Required work:
Can you turn the lines running from the one containing "the wooden pillar?" through the end of the items, both ends included, into a numbered list with blank lines left out?

Input records:
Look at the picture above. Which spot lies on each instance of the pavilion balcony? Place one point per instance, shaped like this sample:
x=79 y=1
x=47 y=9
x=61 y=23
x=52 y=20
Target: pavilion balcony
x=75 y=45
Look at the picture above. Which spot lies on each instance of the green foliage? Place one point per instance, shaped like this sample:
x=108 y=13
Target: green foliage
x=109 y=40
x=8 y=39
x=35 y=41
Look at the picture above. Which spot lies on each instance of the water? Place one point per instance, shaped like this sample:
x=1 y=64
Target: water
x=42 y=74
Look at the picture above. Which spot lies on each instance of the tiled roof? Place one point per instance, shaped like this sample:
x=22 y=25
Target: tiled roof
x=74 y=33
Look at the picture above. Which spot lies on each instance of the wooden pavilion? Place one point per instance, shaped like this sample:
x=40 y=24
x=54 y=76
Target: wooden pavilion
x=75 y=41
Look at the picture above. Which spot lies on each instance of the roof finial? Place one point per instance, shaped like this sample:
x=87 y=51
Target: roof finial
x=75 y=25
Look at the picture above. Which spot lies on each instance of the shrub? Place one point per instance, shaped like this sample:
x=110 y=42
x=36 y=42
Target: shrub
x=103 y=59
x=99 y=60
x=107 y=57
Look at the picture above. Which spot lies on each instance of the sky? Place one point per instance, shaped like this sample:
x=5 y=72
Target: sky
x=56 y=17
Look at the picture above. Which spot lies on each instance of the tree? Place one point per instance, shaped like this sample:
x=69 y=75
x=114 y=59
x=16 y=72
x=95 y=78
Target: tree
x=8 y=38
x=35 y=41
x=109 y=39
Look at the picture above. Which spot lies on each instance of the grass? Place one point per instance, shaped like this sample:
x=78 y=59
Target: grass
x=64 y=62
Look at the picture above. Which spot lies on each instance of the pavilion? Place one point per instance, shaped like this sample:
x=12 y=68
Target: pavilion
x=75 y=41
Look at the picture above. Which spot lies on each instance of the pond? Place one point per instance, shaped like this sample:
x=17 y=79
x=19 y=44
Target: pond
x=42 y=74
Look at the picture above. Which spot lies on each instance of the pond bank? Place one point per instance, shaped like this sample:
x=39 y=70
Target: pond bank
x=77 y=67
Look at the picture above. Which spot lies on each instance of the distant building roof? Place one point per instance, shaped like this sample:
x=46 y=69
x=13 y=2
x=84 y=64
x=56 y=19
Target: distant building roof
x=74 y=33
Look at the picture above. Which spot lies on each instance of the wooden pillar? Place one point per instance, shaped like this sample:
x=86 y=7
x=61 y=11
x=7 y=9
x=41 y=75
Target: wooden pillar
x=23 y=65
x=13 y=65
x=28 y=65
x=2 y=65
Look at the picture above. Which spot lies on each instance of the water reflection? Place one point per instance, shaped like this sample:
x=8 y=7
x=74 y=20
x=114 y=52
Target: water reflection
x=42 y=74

The completed task:
1. Look at the picture above. Which spot lies on each instance of the wooden pillar? Place one point per instance, shaped like this sample:
2. x=86 y=7
3. x=61 y=11
4. x=7 y=9
5. x=41 y=75
6. Target: wooden pillar
7. x=23 y=65
8. x=13 y=65
9. x=28 y=65
10. x=2 y=65
11. Look at the picture above. Which spot lies on each instance of the water reflection? Place one point per instance, shaped like this sample:
12. x=8 y=7
13. x=74 y=20
14. x=114 y=52
15. Target: water reflection
16. x=42 y=74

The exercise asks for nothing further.